WHAT THE TASK REQUIRES » List every line below that contains the word "white". Case counts.

DATA EXCERPTS »
>>>
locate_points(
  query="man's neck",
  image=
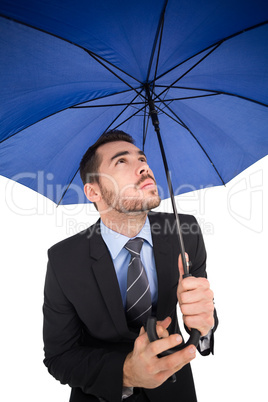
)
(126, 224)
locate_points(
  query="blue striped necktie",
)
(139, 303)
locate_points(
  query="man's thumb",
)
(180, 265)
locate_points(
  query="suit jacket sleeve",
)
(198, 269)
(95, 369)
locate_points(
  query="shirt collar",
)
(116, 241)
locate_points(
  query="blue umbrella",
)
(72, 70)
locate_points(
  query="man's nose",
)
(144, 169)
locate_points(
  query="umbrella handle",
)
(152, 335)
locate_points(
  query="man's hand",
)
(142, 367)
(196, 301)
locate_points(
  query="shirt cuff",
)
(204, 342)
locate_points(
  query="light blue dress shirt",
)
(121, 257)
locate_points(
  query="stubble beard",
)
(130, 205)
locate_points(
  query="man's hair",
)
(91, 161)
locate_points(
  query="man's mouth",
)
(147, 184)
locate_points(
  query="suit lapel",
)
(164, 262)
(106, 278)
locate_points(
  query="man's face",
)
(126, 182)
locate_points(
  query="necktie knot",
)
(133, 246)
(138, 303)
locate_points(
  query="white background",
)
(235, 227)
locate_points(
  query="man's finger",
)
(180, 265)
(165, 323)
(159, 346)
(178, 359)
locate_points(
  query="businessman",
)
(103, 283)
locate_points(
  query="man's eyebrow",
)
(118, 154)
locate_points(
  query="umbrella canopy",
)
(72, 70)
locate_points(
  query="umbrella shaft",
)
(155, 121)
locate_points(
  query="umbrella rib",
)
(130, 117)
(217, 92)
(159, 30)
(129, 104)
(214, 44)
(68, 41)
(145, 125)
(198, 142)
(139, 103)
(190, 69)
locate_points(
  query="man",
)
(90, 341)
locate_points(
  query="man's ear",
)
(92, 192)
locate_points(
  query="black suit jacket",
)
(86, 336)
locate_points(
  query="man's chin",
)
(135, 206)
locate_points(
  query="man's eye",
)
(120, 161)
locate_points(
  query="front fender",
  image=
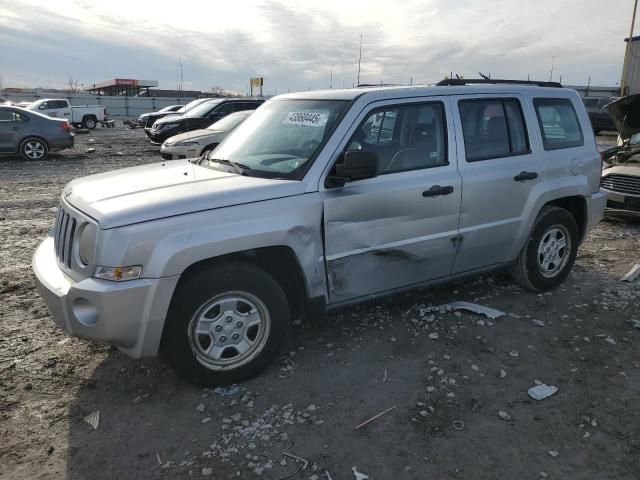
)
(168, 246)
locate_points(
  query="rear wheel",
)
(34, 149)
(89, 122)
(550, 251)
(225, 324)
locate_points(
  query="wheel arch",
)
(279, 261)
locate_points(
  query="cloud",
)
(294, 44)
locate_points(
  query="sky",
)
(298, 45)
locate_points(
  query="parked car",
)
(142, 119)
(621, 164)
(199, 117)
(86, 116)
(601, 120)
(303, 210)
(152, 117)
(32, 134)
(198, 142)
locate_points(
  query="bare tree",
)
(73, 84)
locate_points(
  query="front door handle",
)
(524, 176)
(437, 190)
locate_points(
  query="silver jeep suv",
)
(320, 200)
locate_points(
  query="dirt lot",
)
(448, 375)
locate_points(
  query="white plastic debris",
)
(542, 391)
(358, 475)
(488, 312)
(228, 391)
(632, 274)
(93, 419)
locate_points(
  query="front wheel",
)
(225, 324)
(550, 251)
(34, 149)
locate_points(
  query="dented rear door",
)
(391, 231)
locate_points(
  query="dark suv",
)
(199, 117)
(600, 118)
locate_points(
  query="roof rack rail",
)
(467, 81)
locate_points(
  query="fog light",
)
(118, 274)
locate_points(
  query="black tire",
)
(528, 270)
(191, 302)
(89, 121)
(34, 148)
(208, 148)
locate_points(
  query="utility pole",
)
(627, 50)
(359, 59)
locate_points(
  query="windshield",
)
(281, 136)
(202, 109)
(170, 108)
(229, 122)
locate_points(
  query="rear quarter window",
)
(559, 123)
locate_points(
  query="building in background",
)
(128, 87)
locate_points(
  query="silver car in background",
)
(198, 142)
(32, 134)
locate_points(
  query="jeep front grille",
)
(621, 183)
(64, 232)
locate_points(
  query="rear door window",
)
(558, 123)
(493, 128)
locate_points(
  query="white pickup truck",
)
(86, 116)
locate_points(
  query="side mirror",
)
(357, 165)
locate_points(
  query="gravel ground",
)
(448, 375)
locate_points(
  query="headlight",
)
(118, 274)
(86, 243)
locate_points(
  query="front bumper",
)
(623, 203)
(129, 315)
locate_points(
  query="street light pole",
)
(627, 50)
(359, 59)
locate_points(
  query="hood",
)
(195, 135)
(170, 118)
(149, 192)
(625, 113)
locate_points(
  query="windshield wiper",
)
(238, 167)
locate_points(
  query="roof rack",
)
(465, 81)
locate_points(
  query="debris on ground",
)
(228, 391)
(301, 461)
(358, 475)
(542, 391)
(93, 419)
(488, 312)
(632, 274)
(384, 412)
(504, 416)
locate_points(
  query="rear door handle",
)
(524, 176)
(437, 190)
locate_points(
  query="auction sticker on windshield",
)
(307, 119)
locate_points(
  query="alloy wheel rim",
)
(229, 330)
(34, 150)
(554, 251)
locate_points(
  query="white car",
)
<<<
CORRECT ANSWER »
  query="white background",
  query="white plastic debris",
  query="white pickup truck",
  query="white car",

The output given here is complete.